**Given text**:
........

Approximately 10,000 babies are born each day in the United States. For many parents, the life-changing experience is welcomed with open arms and, less enthusiastically, with open wallets. 

The cost of diapers, formula, day care and more, all add up. Many expenses begin accumulating even before a baby is born.

“Prenatal care and childbirth are very expensive,” says Jamie Daw, an associate professor of health policy and management at Columbia Mailman School of Public Health.  

“It can be tricky to figure out the costs of anything in the U.S. health care system.”

That’s especially true during pregnancy, when you want to focus on more important things, like your health and the health of your baby.

Experts say it’s important not to forego recommended care to save money, but if the costs and bureaucracy of the insurance process seem daunting, there are tips to keep in mind to help you prepare.  

First, if you’re not already insured, look into getting medical coverage as soon as possible. 

You can start by researching Medicaid options. Even if you were not previously eligible for Medicaid, you might qualify while pregnant, regardless of immigration status.

“Pregnancy Medicaid is required for all states to offer,” says Daw, “and actually, almost half of all births in the US are covered by Medicaid.”

If you qualify, Medicaid will help cover virtually all costs associated with prenatal care and delivery. If your income makes you ineligible, there are other options to consider.

........

**Supplied material**:
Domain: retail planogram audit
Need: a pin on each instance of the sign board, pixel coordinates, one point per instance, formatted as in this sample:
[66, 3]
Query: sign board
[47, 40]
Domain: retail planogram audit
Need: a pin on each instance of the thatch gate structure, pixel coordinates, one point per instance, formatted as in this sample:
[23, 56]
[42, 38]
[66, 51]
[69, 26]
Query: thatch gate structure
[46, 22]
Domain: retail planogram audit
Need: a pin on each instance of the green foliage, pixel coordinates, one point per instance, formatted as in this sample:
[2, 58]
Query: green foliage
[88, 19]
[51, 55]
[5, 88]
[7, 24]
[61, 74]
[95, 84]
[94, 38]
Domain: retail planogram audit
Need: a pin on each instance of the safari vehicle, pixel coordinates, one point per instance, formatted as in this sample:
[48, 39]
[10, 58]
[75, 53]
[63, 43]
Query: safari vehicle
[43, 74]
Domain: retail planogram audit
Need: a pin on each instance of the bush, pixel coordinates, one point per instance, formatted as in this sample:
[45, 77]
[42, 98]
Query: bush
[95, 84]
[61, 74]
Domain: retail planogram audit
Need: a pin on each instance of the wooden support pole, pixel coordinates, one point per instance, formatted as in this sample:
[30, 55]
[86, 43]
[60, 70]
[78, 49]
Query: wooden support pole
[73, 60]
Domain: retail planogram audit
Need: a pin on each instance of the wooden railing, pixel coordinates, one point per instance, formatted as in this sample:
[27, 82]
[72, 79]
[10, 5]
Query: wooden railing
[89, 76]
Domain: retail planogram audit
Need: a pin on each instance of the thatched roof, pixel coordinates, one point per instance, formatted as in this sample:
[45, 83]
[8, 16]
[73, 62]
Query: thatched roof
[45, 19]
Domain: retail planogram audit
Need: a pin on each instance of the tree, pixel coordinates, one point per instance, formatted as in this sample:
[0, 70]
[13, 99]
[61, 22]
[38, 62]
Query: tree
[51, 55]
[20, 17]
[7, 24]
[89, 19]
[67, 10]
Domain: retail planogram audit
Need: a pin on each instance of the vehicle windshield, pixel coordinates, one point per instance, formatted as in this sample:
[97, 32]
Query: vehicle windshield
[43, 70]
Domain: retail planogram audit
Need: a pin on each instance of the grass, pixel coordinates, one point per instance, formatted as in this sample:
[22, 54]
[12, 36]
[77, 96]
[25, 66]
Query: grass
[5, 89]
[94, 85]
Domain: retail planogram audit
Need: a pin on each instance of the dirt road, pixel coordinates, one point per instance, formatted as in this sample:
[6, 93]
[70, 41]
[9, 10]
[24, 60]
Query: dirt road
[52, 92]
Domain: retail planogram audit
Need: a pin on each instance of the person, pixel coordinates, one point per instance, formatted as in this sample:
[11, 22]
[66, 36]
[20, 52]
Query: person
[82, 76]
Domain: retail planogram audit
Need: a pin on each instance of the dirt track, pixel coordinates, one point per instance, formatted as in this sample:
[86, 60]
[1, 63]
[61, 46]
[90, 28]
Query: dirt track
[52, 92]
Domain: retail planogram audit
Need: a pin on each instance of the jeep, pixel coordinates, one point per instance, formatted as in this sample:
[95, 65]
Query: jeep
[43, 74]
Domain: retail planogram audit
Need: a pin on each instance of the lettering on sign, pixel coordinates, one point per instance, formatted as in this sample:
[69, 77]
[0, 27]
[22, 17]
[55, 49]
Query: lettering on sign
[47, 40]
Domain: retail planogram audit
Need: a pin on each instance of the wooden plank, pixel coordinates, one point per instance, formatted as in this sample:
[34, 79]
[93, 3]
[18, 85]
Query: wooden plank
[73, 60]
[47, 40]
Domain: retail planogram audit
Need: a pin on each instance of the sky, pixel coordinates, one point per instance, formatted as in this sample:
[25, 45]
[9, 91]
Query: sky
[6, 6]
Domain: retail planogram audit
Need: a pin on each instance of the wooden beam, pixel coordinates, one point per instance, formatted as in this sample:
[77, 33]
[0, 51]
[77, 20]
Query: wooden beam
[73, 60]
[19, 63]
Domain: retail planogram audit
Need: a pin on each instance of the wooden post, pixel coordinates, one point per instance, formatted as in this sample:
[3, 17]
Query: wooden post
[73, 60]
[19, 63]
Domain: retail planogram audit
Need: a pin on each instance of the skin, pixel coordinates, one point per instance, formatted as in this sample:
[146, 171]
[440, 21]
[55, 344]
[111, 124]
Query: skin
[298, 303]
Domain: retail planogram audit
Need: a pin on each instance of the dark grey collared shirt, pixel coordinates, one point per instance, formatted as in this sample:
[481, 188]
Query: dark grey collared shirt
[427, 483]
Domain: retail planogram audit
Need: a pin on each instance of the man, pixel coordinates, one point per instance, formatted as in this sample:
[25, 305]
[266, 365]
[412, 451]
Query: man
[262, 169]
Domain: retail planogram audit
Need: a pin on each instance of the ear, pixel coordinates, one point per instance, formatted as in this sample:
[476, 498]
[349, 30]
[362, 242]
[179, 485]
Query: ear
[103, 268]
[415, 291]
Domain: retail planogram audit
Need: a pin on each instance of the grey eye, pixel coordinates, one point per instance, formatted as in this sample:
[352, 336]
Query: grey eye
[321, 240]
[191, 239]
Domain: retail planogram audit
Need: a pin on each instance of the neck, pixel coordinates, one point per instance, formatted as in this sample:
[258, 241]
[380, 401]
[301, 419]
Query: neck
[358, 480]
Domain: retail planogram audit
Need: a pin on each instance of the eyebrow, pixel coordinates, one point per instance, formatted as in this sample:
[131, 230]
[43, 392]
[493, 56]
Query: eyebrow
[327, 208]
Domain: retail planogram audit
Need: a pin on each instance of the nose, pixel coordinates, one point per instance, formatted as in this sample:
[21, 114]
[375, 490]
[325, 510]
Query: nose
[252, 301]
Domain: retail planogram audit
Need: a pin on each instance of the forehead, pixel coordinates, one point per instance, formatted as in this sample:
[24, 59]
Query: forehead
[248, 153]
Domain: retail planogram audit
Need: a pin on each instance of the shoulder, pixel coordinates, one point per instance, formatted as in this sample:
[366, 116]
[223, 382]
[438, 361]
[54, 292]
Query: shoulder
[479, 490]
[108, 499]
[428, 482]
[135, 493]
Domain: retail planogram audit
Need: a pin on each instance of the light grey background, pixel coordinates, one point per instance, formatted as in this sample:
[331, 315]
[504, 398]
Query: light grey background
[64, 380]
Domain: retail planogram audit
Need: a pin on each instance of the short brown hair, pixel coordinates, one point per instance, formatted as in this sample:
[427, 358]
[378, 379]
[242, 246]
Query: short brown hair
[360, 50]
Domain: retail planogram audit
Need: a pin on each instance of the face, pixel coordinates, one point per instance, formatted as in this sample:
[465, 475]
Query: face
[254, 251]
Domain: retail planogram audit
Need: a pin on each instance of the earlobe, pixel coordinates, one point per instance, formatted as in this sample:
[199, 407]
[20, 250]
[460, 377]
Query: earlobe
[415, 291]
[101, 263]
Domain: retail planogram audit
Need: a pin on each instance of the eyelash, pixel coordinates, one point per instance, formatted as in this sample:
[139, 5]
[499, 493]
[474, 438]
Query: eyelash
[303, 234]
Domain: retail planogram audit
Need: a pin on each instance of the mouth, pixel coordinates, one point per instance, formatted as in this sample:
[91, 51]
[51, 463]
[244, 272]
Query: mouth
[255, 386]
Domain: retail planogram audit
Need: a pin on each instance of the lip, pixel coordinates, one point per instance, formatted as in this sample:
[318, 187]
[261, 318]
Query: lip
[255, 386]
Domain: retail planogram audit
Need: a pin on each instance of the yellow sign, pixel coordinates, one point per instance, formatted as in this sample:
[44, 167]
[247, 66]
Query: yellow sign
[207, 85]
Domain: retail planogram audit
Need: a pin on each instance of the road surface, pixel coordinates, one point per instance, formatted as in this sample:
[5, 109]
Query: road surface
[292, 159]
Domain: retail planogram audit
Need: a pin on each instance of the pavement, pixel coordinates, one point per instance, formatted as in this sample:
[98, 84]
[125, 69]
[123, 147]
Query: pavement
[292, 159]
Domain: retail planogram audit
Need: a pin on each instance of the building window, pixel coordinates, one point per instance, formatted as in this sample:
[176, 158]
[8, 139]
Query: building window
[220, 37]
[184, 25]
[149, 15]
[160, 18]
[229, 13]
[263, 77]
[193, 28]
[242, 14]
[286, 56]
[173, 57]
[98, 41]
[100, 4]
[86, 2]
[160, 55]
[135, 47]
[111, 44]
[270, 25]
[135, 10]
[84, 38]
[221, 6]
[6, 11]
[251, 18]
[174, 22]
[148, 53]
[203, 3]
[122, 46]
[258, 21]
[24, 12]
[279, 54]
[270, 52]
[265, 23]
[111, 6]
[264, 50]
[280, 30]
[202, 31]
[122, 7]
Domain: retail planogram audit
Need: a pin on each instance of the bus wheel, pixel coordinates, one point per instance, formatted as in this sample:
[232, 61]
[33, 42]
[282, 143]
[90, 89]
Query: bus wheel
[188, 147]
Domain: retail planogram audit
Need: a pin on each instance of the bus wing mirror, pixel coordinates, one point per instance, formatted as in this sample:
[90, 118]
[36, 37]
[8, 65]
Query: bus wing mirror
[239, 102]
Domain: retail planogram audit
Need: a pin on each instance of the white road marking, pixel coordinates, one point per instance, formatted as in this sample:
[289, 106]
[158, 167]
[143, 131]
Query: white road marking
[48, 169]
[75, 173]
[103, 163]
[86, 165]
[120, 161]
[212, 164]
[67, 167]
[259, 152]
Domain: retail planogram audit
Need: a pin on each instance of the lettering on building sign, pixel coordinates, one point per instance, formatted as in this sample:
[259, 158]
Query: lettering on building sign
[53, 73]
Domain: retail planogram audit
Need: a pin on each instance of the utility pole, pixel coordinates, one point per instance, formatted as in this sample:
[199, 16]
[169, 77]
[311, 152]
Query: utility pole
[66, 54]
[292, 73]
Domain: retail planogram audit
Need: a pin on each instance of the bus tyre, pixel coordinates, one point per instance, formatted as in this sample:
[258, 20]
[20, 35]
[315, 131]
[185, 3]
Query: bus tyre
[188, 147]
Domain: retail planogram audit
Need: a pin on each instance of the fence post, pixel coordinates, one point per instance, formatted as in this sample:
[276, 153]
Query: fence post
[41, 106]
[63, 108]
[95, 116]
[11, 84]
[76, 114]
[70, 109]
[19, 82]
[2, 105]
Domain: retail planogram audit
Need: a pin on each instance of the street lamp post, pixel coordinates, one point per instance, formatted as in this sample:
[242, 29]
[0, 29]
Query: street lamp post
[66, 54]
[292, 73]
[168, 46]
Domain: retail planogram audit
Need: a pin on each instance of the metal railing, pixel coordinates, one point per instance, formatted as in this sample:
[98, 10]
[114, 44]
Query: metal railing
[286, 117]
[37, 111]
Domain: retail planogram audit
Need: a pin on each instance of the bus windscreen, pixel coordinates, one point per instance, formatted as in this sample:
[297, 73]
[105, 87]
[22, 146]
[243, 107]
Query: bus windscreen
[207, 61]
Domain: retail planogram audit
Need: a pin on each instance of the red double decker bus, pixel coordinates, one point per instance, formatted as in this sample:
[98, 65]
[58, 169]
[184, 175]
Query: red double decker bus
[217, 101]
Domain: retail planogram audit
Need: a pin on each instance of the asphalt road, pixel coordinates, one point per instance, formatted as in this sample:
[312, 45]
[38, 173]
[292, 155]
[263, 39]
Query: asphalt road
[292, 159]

........

**Actions to take**:
a: Answer these from the article on the costs of pregnancy and childbirth:
(i) About how many babies are born each day in the United States?
(ii) According to Jamie Daw, roughly what share of all U.S. births does Medicaid cover?
(iii) What position does Jamie Daw hold, and at which school?
b: Carry the article on the costs of pregnancy and childbirth forward, starting after its final sentence.
The data has no connection to the article on the costs of pregnancy and childbirth.

**Your written answers**:
a:
(i) Approximately 10,000.
(ii) Almost half.
(iii) Associate professor of health policy and management at Columbia Mailman School of Public Health.

b:
“You can get emergency Medicaid that will at least cover the costs of your delivery,” says Daw.  

In some states, pregnancy also allows you an opportunity to sign up for marketplace insurance outside regular enrollment periods.

Once you are insured, you can prevent some unexpected costs by finding an in-network OBGYN —meaning your appointments will be covered by your insurance plan.

Making sure your OBGYN is in-network is crucial, but Daw says there’s another important consideration. “You want to make sure that if you’re seeing that provider, the hospital they’re affiliated with is also in network.”  

Once you’re insured, and you’ve checked that your doctor and hospital are in network, you’ll also want to find out what care is and is not covered under your plan.

“Under the Affordable Care Act, prenatal care is exempt from your deductible and has to be covered at no cost to you. So that means there’s no co-payments for your prenatal care,” Daw explains.  

However, that only covers doctor’s visits. Procedures like bloodwork and ultrasounds may not be covered in your plan. 

Then there are the costs associated with delivery, which can vary widely depending on the type of delivery and even which hospital you go to.  

“I think the average vaginal birth costs out of pocket around $2,600 for the average cesarean birth for someone who’s privately insured is closer to $4000.” 

With so many variables, it’s hard to predict exactly what prenatal care and delivery will cost. 

But most insurers have online tools that will allow you to estimate a range so you have some idea what to expect. Experts suggest doing your research well before you’re in labor, so when the time comes you can focus on giving birth, and not worry about the math.  

“It’s not incredibly transparent,” says Daw. “It requires patients to do a little digging, unfortunately, but it’s worth spending the time to try to get those answers in advance.”